**Data supplied:**
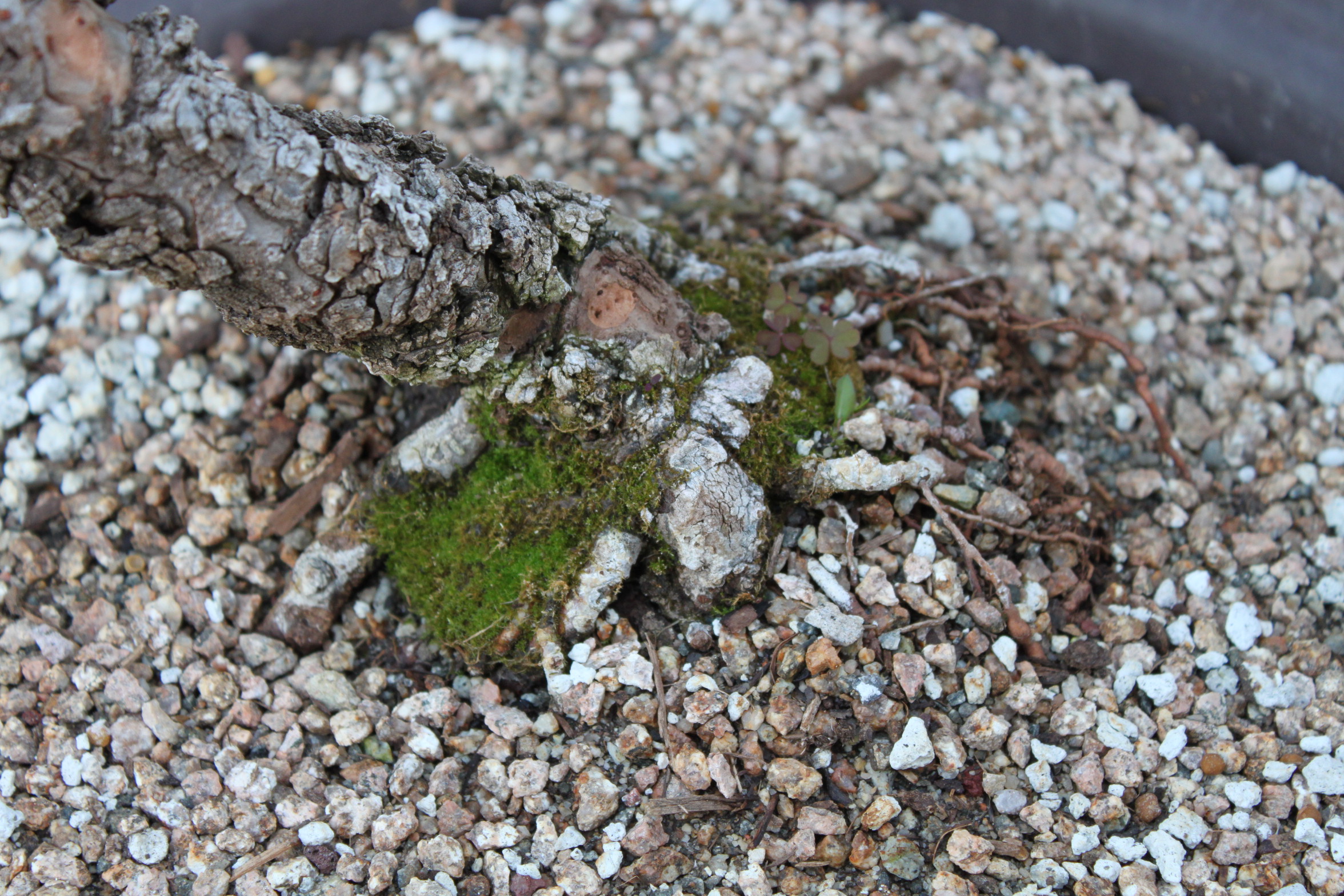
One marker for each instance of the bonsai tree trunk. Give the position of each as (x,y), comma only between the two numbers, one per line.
(310,229)
(341,234)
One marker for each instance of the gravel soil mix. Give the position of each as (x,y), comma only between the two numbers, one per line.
(1096,649)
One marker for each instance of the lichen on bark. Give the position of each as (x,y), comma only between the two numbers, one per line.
(306,227)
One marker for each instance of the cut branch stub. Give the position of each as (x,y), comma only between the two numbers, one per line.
(308,229)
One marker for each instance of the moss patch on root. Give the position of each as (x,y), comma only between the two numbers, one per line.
(801,401)
(491,554)
(499,547)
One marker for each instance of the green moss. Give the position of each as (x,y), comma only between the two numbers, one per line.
(801,399)
(503,543)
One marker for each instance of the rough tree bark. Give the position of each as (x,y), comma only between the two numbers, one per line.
(341,234)
(310,229)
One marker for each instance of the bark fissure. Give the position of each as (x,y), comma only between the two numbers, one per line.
(310,229)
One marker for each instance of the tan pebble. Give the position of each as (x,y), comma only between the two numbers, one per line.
(1148,808)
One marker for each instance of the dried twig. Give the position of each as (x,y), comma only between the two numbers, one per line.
(765,822)
(297,506)
(967,547)
(1027,534)
(687,805)
(288,841)
(925,623)
(1017,320)
(877,542)
(1136,367)
(658,687)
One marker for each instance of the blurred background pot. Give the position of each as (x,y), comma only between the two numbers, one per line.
(1261,78)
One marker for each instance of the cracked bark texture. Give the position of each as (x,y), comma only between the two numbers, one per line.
(310,229)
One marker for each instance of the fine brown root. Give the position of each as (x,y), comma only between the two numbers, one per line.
(1014,320)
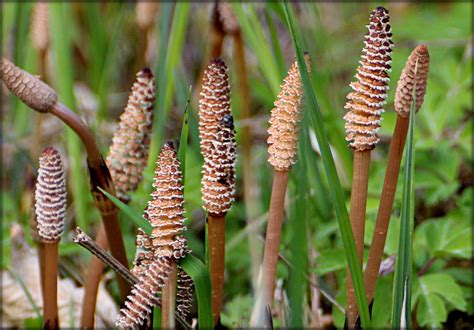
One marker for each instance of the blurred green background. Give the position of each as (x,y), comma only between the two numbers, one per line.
(95,49)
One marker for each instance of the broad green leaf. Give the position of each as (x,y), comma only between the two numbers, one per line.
(337,195)
(431,311)
(129,212)
(445,286)
(330,261)
(236,313)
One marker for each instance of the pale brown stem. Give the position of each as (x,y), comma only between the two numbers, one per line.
(51,320)
(360,179)
(91,284)
(99,177)
(272,239)
(41,260)
(168,300)
(216,235)
(250,197)
(386,203)
(85,241)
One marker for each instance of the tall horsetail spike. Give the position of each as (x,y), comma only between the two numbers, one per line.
(131,141)
(415,71)
(217,140)
(285,118)
(50,196)
(165,212)
(365,103)
(28,88)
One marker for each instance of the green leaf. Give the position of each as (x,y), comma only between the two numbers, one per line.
(431,311)
(202,283)
(445,286)
(403,268)
(330,260)
(337,195)
(298,244)
(129,212)
(237,312)
(183,142)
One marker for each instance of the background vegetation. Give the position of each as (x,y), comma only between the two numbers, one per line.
(92,61)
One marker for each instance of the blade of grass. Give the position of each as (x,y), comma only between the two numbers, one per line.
(401,303)
(171,52)
(183,141)
(297,284)
(330,168)
(129,212)
(64,77)
(202,283)
(253,32)
(27,293)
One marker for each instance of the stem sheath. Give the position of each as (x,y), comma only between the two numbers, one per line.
(169,300)
(216,233)
(51,286)
(91,285)
(360,180)
(272,239)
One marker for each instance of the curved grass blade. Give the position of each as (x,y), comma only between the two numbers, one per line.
(202,283)
(183,142)
(401,304)
(333,180)
(129,212)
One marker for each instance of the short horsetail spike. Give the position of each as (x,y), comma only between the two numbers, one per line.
(165,211)
(184,292)
(217,135)
(50,196)
(28,88)
(365,103)
(284,120)
(144,295)
(130,145)
(415,71)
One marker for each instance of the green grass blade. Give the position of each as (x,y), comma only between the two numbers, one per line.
(401,304)
(202,284)
(171,52)
(254,35)
(61,44)
(27,293)
(298,244)
(330,169)
(183,141)
(129,212)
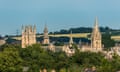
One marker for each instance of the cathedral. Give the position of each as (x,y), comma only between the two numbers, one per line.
(46,37)
(28,35)
(96,40)
(29,38)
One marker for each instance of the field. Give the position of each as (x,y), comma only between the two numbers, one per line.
(76,35)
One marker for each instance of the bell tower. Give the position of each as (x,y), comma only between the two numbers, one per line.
(46,37)
(28,35)
(96,42)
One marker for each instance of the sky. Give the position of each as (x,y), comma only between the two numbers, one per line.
(57,14)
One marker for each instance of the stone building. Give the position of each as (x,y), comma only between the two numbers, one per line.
(68,48)
(28,35)
(96,40)
(46,37)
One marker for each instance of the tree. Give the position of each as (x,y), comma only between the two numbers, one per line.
(10,60)
(107,41)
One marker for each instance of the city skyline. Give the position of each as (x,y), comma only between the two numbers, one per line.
(63,14)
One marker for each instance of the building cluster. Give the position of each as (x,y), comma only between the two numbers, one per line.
(29,38)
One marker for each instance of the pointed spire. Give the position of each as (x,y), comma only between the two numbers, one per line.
(34,28)
(22,28)
(96,22)
(71,39)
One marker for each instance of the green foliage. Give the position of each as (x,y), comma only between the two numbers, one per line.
(107,41)
(10,60)
(14,58)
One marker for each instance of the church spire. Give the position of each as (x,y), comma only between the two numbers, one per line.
(96,37)
(96,23)
(71,39)
(46,37)
(45,28)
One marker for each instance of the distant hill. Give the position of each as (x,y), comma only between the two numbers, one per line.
(86,30)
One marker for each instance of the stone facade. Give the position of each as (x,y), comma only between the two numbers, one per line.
(28,35)
(96,44)
(46,37)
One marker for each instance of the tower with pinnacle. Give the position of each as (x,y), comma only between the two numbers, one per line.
(46,37)
(96,42)
(71,39)
(28,36)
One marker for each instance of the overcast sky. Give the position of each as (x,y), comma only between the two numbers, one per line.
(59,14)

**Instructions for the task:**
Give every line of the records above again, exactly, and omit the pictures.

**Your response:**
One marker for each instance of the bonsai tree trunk. Give the position of each as (x,y), comma only between the two numbers, one per line.
(310,229)
(341,234)
One marker for each instance of the gravel soil mix. Give the position of each as (x,y), comma only between the two numbers, one per line.
(1096,649)
One marker for each instance of the lichen on bark. Give the position of each as (x,y), comma only between the two numbers, one per line.
(306,227)
One marker for each instance of the cut branch stub. Give the position of each as (x,y), comma only between the two numbers, one per line.
(308,229)
One marker for each instance of the moss patch on root. Give the position of each as (x,y), comma only between the two numbers, one per line.
(801,401)
(491,554)
(499,547)
One marker for each instance of the green moss. Give the position of each as (x,y), comma only between the two numbers, one per line.
(801,399)
(503,543)
One marker for each instance of the rough tree bark. Give the position of each as (x,y), comma only between the two numbers, one per line.
(341,234)
(310,229)
One marker for each instance of the bark fissure. Give the position of each as (x,y), comma only between the two numbers, one per line.
(310,229)
One marker for each instance of the tan pebble. Give the position of each as (x,y), comma only between the two numbers, one per line.
(1148,808)
One marker for each instance of the dried twig. Give the position of each as (x,y), comma only between the two numbers, one per line.
(765,822)
(297,506)
(967,547)
(1027,534)
(687,805)
(288,841)
(925,623)
(1017,320)
(877,542)
(1136,367)
(658,687)
One marker for each instance of the blurred background pot. Give the position of each as (x,y), comma only between the two numbers, one per line.
(1261,78)
One marker for each instance of the cracked bark texture. Give the position of each as (x,y), comma only between the two numbers, one per line.
(310,229)
One marker for each instance of the fine brown root. Give the position of each as (x,y), comma only between the two numbers, one per line.
(1014,320)
One marker for each instance of the blurred green background. Give the position of each as (x,y), comma only between the two numbers, one per line.
(95,49)
One marker for each instance of the broad green leaf. Give the position of each as (x,y), comma only between the two numbers, one per line.
(337,195)
(431,311)
(129,212)
(445,286)
(330,261)
(236,313)
One marker for each instance of the pale brown stem. Give the position of each as (x,y), comma only between the two numbers, one per line.
(51,320)
(360,179)
(91,284)
(99,177)
(272,239)
(41,260)
(168,300)
(216,235)
(250,197)
(386,203)
(85,241)
One marker for each instance of the tall horsetail spike. Give the position of each as (x,y), comma only between the two numbers, one per line.
(131,141)
(415,71)
(217,140)
(285,118)
(50,196)
(165,212)
(365,103)
(28,88)
One marker for each instance of the green leaf. Give the position of each as (x,y), comma only between the two numbers, one per line.
(431,311)
(202,283)
(445,286)
(403,268)
(330,260)
(337,195)
(298,244)
(129,212)
(237,312)
(183,142)
One marker for each instance of the background vegetation. Give the position of each as (x,y), comma only between the two numbers, one per line.
(92,61)
One marker for each instance of the blade of grass. Give the position of each as (x,y), comma only between the two numbers, one per line.
(401,303)
(171,52)
(183,141)
(297,284)
(330,168)
(129,212)
(64,77)
(202,283)
(253,32)
(27,293)
One marker for each instance of the stem sheath. Give the position of each as (x,y), comma only between the two numbers, one per line.
(169,300)
(216,233)
(51,286)
(91,285)
(360,180)
(272,239)
One marker for each instance of the curved grass blade. Give the position of each as (x,y), comma only between the two numbers, one per line.
(202,283)
(183,142)
(401,304)
(333,180)
(129,212)
One marker for each instance of the short horsetail spike. Give the position of each as (x,y), comma only between the two numbers, one per line.
(165,211)
(184,292)
(217,135)
(50,196)
(28,88)
(365,103)
(284,120)
(144,295)
(130,145)
(415,71)
One marker for each instance of the green grass blade. Give the position of each as (x,y), comma only between the two numbers, one per line.
(401,304)
(202,284)
(171,52)
(254,35)
(61,44)
(27,293)
(298,244)
(330,169)
(183,141)
(129,212)
One marker for each instance of the cathedral. Give the position of each as (x,y), comma only between the two numbers, one per line.
(46,37)
(28,35)
(96,40)
(29,38)
One marker for each instance of the field. Give the position of each as (x,y), comma only between the two numbers, one per line.
(76,35)
One marker for each instance of the bell tower. Give the position of each as (x,y), comma only between the two numbers, one per line.
(46,37)
(28,35)
(96,42)
One marker for each instance of the sky. Give the position of each as (x,y), comma only between the two numbers, one per line.
(57,14)
One marker for each instance of the stone building. Give the position of each as (x,y), comma only between the two numbers, one per line.
(68,48)
(28,35)
(96,40)
(46,37)
One marker for each instance of the tree. Give the position of each as (x,y), comma only between the two numbers, one per line.
(10,60)
(107,41)
One marker for each instance of the city skyline. Give the position of each as (x,y), comma only between the two numbers, one per line.
(63,14)
One marker for each instance of the building cluster. Give the position of each as (x,y), comma only between the two numbers, one per line.
(29,38)
One marker for each instance of the pointed spire. Give the position of each as (x,y), comma only between the two numbers, one per line.
(34,28)
(22,28)
(96,22)
(71,39)
One marker for each instance of the green foliage. Give the position of each as (x,y), comma only between the two numbers, one per line.
(107,41)
(10,60)
(14,58)
One marker for each instance of the church spire. Give the position of each as (x,y), comma only between the two numbers, one per line.
(96,37)
(96,23)
(71,39)
(46,37)
(45,28)
One marker for each instance of the distant hill. Give the position of each as (x,y), comma only between the two numbers, one per line.
(86,30)
One marker for each instance of the stone facade. Give the position of each as (x,y), comma only between the two numbers, one per line.
(28,35)
(96,44)
(46,37)
One marker for each instance of the tower with pinnacle. Give the position of each as (x,y), comma only between the two numbers, one per line.
(46,37)
(96,42)
(71,39)
(28,36)
One marker for each instance of the overcast sky. Give the position of each as (x,y), comma only between the two numbers, one per line.
(59,14)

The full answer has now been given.